*Source text*
------------------------------------------------
Ruth Westheimer (born June 4, 1928) is an American sex therapist, media personality, and author. Best known as Dr. Ruth, the New York Times described her as "a cultural icon in the 1980s. The Sister Wendy of sexuality, she ushered in the new age of freer, franker talk about sex on radio and television—and was endlessly parodied for her limitless enthusiasm and for having an accent only a psychologist could have."[1]

Contents

Biography

Westheimer was born Karola Ruth Siegel in Frankfurt, Germany, the only child of Orthodox Jews, Julius Siegel and Irma Siegel née Hanauer. In January 1939 she was sent to Switzerland by her mother and grandmother after her father was taken by the Nazis.[2][3][4] There she came of age in an orphanage, and stopped receiving her parents' letters in September 1941. In 1945, Westheimer learned that her parents had been killed in the Holocaust, possibly at the Auschwitz concentration camp.[4][3]

Westheimer decided to immigrate to the British Mandate of Palestine. There, at 17, she "first had sexual intercourse on a starry night, in a haystack—without contraception." She later told the New York Times that "I am not happy about that, but I know much better now and so does everyone who listens to my radio program."[4] Westheimer joined the Haganah in Jerusalem. Despite her diminutive height (4'7"),[4] she was trained as a scout and sharpshooter.[2] Westheimer was seriously wounded in action by an exploding shell during the Israeli War of Independence in 1948, and it was several months before she was able to walk again.[5][3]

In 1950, Westheimer moved to France, where she studied and then taught psychology at the University of Paris. In 1956, she immigrated to the United States, settling in Washington Heights, Manhattan.[6] She still lives in the "cluttered three-bedroom apartment in Washington Heights where she raised her two children and became famous, in that order," because the two synagogues she belongs to, the YMHA she was president of for three years, and a "still sizable community of German Jewish World War II refugees" remain in the neighborhood.[6] She is multilingual, speaking English, German, French, and Hebrew.
------------------------------------------------
*List of tasks*
1 - From the Ruth Westheimer passage, reproduce verbatim the portion that begins at the words "In 1950, Westheimer" and ends after the words "French, and Hebrew.".
2 - Using the Ruth Westheimer passage, answer the following:
(a) In what city was she born?
(b) In what year did she immigrate to the United States?
(c) Which four languages does she speak?
3 - Condense the paragraph of the Ruth Westheimer passage that opens with "In 1950, Westheimer moved to France" into a bulleted list, keeping its main facts.

*Entries supplied*
------------------------------------------------
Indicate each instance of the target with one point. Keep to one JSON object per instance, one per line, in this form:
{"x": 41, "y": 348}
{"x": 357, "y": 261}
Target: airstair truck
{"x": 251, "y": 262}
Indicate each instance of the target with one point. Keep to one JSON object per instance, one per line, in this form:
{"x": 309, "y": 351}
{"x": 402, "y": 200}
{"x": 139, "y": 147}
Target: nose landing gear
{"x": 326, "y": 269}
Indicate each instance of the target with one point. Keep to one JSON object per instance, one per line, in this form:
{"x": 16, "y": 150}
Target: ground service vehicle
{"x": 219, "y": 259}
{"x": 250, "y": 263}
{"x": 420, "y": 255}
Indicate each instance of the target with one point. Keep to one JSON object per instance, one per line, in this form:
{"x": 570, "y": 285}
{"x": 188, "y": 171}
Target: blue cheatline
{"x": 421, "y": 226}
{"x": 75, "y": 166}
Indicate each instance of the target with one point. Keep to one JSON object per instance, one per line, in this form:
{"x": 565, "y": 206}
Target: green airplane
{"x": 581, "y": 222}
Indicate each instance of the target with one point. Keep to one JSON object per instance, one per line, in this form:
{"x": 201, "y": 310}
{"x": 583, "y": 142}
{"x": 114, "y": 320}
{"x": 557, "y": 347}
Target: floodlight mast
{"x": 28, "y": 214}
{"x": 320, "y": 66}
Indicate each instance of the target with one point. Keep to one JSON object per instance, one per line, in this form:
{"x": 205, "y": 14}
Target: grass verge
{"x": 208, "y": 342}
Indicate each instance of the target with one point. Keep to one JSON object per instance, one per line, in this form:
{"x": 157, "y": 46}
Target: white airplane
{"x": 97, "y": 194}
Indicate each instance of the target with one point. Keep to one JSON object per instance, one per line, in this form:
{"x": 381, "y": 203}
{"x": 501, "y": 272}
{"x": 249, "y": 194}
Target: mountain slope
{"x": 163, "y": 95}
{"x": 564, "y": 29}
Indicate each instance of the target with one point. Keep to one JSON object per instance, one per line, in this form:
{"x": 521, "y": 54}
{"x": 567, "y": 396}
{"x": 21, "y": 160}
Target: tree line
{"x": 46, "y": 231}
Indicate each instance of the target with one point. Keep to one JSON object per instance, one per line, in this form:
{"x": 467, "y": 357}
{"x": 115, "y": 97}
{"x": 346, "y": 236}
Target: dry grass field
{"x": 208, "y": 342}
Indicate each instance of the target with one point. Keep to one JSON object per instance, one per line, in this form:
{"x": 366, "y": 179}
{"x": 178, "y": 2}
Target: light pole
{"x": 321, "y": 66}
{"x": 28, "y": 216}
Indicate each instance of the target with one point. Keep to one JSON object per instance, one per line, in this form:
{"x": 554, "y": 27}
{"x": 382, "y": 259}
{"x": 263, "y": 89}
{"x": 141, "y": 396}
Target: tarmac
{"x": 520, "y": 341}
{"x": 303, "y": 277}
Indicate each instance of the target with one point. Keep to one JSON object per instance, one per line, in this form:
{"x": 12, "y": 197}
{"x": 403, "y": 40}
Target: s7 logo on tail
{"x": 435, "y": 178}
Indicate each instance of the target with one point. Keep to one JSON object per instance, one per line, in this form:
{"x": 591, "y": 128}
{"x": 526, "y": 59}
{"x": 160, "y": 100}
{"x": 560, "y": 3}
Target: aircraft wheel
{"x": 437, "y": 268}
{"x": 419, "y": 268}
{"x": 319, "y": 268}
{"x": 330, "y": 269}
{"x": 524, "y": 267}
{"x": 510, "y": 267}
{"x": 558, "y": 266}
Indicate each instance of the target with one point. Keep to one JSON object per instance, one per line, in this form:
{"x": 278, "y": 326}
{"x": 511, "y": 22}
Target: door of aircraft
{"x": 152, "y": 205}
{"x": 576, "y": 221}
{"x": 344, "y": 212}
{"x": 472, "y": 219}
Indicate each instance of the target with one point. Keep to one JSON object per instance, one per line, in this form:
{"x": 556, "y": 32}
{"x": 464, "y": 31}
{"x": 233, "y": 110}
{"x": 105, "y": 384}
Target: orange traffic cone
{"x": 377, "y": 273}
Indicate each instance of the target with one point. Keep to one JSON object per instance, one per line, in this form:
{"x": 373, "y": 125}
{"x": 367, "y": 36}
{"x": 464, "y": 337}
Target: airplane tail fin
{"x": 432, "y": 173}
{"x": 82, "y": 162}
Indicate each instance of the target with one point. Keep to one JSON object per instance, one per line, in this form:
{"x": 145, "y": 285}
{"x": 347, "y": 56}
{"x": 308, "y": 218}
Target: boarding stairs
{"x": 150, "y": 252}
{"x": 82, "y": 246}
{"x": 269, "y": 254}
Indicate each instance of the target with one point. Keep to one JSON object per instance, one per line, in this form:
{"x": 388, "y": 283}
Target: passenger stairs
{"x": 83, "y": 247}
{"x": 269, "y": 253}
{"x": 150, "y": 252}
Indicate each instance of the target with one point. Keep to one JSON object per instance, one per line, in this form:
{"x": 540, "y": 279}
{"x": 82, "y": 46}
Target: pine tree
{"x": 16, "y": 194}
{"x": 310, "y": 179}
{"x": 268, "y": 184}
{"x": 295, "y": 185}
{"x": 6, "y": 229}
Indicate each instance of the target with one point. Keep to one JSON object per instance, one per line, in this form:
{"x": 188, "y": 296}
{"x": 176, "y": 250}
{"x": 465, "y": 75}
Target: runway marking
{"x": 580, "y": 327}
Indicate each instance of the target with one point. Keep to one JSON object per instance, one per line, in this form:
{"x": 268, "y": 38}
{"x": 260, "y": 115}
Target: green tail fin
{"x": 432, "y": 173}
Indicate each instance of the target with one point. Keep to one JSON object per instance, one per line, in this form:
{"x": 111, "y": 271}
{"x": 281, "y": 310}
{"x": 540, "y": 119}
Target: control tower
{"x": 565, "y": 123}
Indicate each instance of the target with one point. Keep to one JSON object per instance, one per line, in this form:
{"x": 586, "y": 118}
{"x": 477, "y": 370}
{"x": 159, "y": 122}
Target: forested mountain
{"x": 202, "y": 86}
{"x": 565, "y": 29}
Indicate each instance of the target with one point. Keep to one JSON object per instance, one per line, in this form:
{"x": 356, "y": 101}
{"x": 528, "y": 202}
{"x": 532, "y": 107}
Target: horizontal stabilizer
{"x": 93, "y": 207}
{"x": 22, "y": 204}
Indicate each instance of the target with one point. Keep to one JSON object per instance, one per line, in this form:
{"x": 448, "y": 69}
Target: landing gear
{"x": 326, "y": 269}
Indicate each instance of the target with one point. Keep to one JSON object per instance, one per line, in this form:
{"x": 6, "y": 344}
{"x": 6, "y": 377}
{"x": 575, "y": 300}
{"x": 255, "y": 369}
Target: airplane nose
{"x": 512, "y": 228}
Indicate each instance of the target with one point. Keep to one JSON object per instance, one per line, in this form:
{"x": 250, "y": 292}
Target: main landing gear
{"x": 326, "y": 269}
------------------------------------------------
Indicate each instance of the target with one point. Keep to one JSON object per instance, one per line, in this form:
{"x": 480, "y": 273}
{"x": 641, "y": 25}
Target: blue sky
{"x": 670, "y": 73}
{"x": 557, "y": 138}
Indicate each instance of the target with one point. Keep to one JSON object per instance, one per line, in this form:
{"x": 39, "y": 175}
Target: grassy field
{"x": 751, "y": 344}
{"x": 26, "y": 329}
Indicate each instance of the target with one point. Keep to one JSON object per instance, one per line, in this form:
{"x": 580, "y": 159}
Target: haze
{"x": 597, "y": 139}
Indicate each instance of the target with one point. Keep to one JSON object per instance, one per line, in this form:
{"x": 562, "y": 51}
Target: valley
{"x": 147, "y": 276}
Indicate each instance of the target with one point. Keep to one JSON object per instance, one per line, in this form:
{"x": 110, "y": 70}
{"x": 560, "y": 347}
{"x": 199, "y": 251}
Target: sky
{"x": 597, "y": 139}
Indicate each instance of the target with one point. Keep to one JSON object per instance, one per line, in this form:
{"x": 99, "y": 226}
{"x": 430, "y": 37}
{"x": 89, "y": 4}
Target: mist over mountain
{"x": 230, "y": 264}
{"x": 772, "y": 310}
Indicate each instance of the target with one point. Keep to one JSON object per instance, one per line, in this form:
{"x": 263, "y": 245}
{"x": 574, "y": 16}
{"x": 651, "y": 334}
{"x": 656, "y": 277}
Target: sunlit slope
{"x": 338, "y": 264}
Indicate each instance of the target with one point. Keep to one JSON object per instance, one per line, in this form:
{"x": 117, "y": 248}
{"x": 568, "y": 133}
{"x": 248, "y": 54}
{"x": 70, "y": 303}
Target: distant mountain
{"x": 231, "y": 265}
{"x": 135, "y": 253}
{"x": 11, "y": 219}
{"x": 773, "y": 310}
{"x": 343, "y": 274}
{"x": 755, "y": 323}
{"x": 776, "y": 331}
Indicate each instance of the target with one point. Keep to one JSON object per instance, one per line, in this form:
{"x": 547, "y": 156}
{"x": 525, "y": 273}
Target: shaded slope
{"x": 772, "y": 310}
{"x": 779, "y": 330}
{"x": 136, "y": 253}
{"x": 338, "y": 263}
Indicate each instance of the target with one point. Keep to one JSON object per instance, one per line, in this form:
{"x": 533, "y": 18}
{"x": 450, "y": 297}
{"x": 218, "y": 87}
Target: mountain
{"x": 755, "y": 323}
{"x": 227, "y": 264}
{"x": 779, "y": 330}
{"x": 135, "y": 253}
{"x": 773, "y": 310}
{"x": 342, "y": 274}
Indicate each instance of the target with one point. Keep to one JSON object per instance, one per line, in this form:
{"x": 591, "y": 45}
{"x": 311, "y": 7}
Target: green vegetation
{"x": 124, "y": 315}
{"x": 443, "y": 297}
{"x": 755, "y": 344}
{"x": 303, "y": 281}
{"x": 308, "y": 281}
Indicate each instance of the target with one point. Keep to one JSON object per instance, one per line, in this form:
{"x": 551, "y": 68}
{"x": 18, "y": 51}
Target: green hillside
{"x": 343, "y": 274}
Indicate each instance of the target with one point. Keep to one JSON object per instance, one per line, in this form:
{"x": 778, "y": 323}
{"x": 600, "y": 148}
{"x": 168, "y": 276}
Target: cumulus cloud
------------------------------------------------
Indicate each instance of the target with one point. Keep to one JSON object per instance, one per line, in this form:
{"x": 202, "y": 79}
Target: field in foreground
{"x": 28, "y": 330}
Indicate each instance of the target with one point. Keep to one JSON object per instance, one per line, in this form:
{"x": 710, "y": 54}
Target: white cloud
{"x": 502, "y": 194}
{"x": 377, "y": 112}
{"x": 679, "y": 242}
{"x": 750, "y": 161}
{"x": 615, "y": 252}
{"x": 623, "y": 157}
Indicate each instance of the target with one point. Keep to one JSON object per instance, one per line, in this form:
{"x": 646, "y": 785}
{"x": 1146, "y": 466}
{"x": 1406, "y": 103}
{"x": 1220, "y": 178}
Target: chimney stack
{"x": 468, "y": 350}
------------------------------------------------
*Activity answers*
1 -
In 1950, Westheimer moved to France, where she studied and then taught psychology at the University of Paris. In 1956, she immigrated to the United States, settling in Washington Heights, Manhattan.[6] She still lives in the "cluttered three-bedroom apartment in Washington Heights where she raised her two children and became famous, in that order," because the two synagogues she belongs to, the YMHA she was president of for three years, and a "still sizable community of German Jewish World War II refugees" remain in the neighborhood.[6] She is multilingual, speaking English, German, French, and Hebrew.

2 -
(a) Frankfurt, Germany
(b) 1956
(c) English, German, French, and Hebrew

3 -
- 1950: Moved to France, where she studied and then taught psychology at the University of Paris.
- 1956: Immigrated to the United States and settled in Washington Heights, Manhattan.
- She still lives in the Washington Heights apartment where she raised her two children and became famous.
- She remains there because her two synagogues are in the neighborhood. So are the YMHA she led as president for three years and a sizable community of German Jewish World War II refugees.
- She speaks English, German, French, and Hebrew.